• CONSIGNE ÉCRITE 1:
Reproduisez fidèlement un extrait du texte sur la pensée de Paulo Freire, en commençant aux mots « Caractéristique de l’obscurantisme » et en vous arrêtant après les mots « de consistance historique. ».
• CONSIGNE ÉCRITE 2:
D'après le texte sur la pensée de Paulo Freire, à quoi le champ de perception de l'homme est-il limité dans la conscience primaire ?
• CONSIGNE ÉCRITE 3:
Résumez en deux phrases le texte sur la pensée de Paulo Freire.

• PASSAGE FOURNI:
▼

Quelques Bases de la pensée de Paulo Freire

Mise en ligne: 21 février 2022

Fiche Pédagogique Par Julia Petri.

Conscience primaire (initiale / naïve / magique) :

Caractéristique de l’obscurantisme dans lequel était plongée la société. Polarisation des centres d’intérêt de l’homme autour des aspects les plus végétatifs de sa vie. Son champ de perception est strictement limité à ces préoccupations élémentaires, à ce qui est vital pour lui. Sa vie n’a pas de consistance historique.

Conscience en éveil (post-primaire/pré-critique) :

Cette conscience se caractérise par un certain simplisme dans l’interprétation des données ; par la tendance à juger qu’autrefois , c’était le bon temps, par la sous-estimation de l’homme du peuple ; par un penchant au grégarisme, caractéristique de la massification ; par l’inaptitude à la recherche scientifique, et un goût excessive pour les explications fabuleuses ; par la fragilité du raisonnement ; par un degré élevé d’émotivité ; par le recours à la polémique plutôt qu’au dialogue ; par les explications magiques.

Conscience critique / politique :

Se caractérise par une approche en profondeur des problèmes posés ; par la substitution de réponses logiques aux explications magiques ; par un effort pour contrôler les a priori et être toujours prêt à réviser ses positions ; par le fait de se débarrasser le plus possible des idées préconçues dans l’analyse des problèmes et de tout mettre en œuvre pour éviter les fausses interprétations ; par le refus des abandons de responsabilité ; par le rejet des attitudes quiétistes ; par la rigueur du raisonnement ; par la pratique du dialogue et non de la polémique ; par l’accueil des valeurs nouvelles et le maintien des idées anciennes, non en raison de leur caractère de nouveauté ou d’ancienneté, mais en tenant compte surtout de leur authenticité ; par une permanente remise en question.

▲

• Données d'annotation de points sur photos:
▼

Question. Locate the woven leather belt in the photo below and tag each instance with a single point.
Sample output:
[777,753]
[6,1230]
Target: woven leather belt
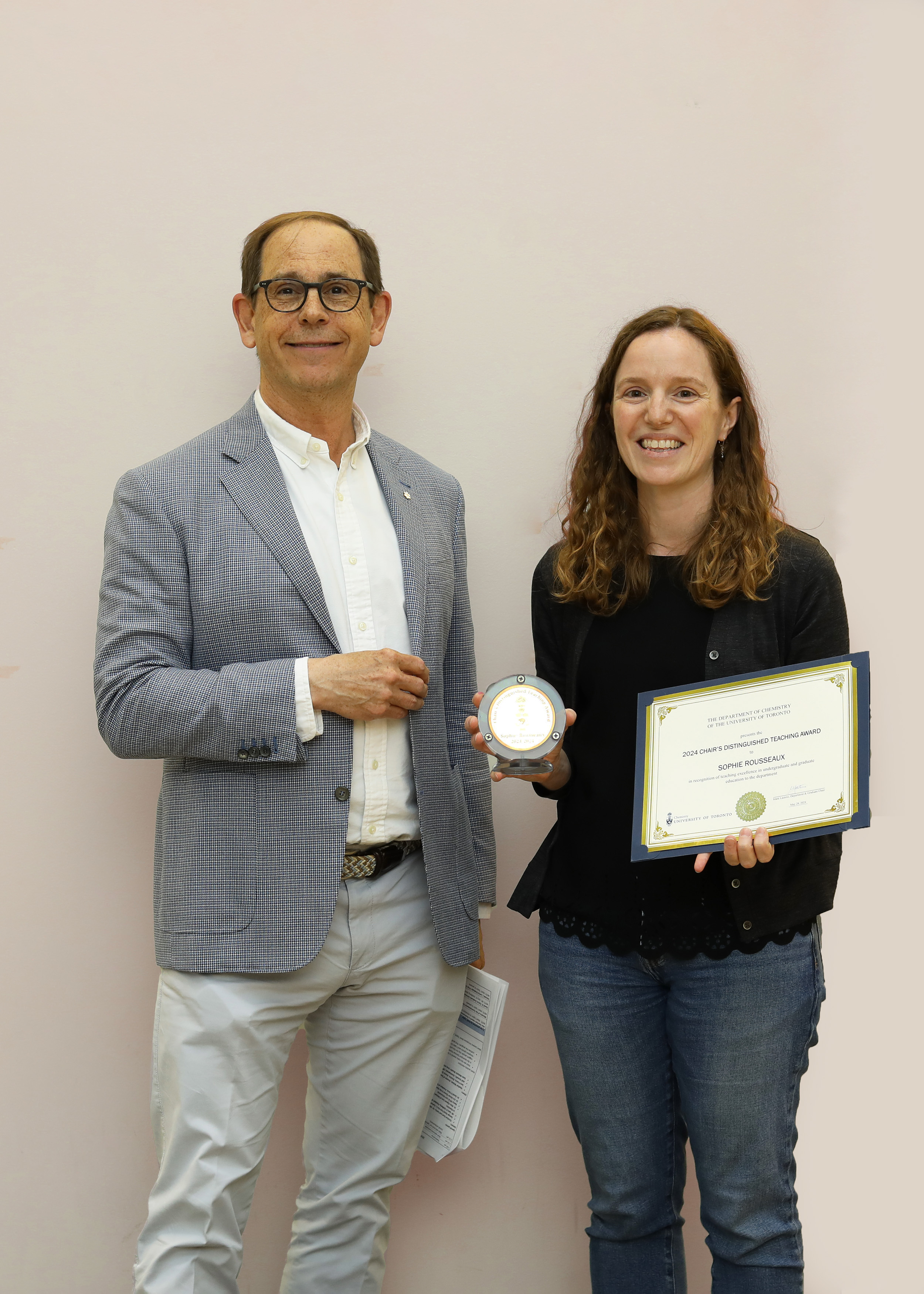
[377,861]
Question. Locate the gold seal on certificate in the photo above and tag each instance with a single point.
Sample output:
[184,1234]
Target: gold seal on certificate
[522,720]
[787,750]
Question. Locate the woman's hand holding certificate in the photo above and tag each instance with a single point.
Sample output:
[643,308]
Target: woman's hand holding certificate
[784,753]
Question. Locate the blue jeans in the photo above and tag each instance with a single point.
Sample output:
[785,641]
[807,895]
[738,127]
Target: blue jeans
[655,1051]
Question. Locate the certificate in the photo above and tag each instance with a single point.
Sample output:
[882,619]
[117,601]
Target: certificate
[787,750]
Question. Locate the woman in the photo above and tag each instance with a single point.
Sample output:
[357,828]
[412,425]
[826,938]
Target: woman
[684,994]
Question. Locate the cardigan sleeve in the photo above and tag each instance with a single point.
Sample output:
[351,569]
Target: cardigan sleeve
[549,641]
[820,624]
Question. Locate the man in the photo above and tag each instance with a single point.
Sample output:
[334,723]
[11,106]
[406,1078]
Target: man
[285,621]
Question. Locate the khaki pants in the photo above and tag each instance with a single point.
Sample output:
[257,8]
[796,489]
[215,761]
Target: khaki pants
[378,1005]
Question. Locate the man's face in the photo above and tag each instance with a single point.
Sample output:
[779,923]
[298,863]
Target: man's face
[312,351]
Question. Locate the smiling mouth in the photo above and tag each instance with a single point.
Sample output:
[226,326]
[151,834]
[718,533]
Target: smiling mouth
[659,447]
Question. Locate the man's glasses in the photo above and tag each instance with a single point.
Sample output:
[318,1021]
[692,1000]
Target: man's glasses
[337,294]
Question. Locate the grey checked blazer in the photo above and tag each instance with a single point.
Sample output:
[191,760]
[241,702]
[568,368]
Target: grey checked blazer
[209,595]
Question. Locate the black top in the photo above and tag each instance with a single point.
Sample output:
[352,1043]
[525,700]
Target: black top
[802,618]
[663,905]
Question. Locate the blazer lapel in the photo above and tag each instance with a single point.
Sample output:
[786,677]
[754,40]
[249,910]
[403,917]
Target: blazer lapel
[398,484]
[252,475]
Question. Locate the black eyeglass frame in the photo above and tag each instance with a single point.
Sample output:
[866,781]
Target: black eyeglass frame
[341,279]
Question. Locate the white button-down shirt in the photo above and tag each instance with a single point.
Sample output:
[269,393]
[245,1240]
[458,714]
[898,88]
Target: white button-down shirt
[351,538]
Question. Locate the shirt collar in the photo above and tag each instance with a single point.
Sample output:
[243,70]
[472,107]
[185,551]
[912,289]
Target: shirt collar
[301,446]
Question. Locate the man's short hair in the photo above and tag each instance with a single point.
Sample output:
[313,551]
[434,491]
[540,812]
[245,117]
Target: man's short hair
[252,257]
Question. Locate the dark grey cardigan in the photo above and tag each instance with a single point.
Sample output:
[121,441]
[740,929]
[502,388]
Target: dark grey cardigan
[803,618]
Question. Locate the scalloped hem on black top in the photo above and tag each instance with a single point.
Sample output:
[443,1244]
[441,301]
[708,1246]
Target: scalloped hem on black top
[715,944]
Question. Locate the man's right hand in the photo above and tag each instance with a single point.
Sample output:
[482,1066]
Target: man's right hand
[368,685]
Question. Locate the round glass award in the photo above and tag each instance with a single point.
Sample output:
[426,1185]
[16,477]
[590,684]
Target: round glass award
[522,720]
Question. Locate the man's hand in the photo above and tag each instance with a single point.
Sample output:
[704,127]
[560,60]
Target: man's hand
[743,849]
[368,685]
[561,765]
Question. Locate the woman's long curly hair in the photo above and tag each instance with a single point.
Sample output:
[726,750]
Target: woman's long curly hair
[602,559]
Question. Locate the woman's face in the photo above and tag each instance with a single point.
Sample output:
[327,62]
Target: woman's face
[668,409]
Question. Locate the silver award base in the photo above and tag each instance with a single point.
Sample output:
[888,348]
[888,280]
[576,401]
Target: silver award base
[523,768]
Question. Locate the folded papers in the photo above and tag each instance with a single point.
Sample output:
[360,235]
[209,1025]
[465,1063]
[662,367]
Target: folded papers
[456,1105]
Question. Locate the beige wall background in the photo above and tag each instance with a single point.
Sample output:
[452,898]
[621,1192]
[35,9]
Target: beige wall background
[536,173]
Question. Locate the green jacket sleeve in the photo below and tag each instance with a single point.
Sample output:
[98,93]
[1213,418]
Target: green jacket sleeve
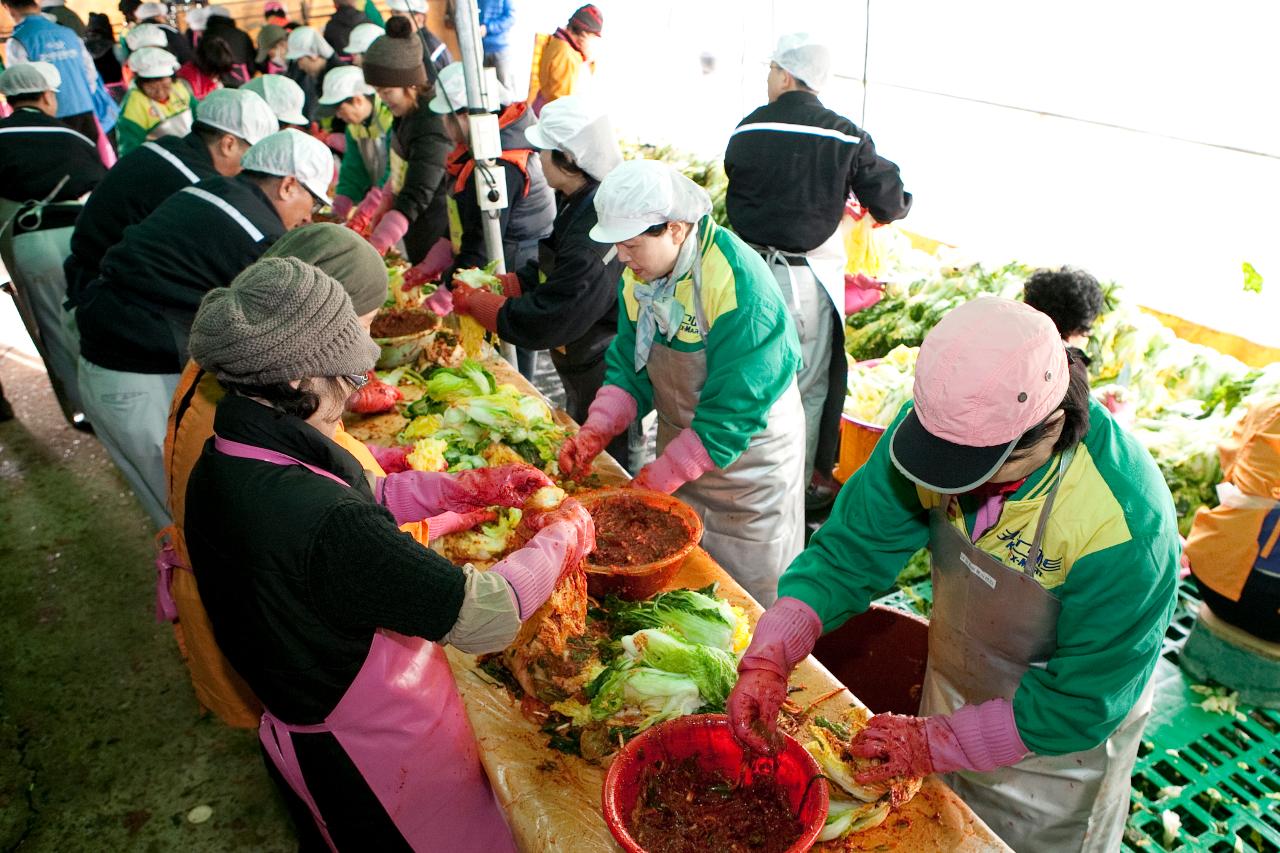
[620,361]
[353,178]
[874,528]
[1116,605]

▲

• RÉPONSE CORRECTE 1:
Caractéristique de l’obscurantisme dans lequel était plongée la société. Polarisation des centres d’intérêt de l’homme autour des aspects les plus végétatifs de sa vie. Son champ de perception est strictement limité à ces préoccupations élémentaires, à ce qui est vital pour lui. Sa vie n’a pas de consistance historique.

• RÉPONSE CORRECTE 2:
Il est strictement limité à ses préoccupations élémentaires, à ce qui est vital pour lui.

• RÉPONSE CORRECTE 3:
Le texte distingue trois formes de conscience : la conscience primaire, centrée sur les aspects les plus végétatifs de la vie, et la conscience en éveil, marquée notamment par le simplisme, l'émotivité et les explications magiques. La troisième, la conscience critique, se caractérise par une approche en profondeur des problèmes, la rigueur du raisonnement, la pratique du dialogue et une permanente remise en question.